(DATA SUPPLIED):
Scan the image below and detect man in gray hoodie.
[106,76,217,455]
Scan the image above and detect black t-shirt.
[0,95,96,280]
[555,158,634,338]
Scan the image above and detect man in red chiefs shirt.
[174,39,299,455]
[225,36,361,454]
...
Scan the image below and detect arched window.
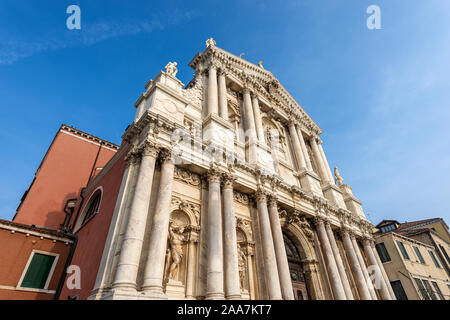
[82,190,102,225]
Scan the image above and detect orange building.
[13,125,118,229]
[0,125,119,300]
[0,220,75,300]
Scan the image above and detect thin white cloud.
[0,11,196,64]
==
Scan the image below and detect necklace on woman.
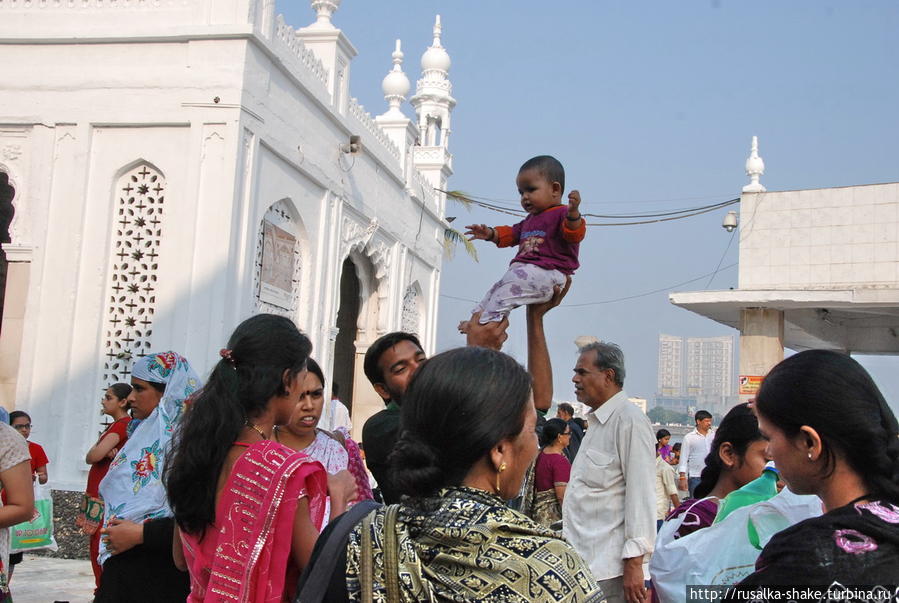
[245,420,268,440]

(TASK DESCRIPTION): List every line of the material above that contains the string "shirt", copying each line in full.

(EXERCISE ANSWER):
Scan the image above and detect black t-shirt.
Scan the image above and detect man in red chiefs shirt.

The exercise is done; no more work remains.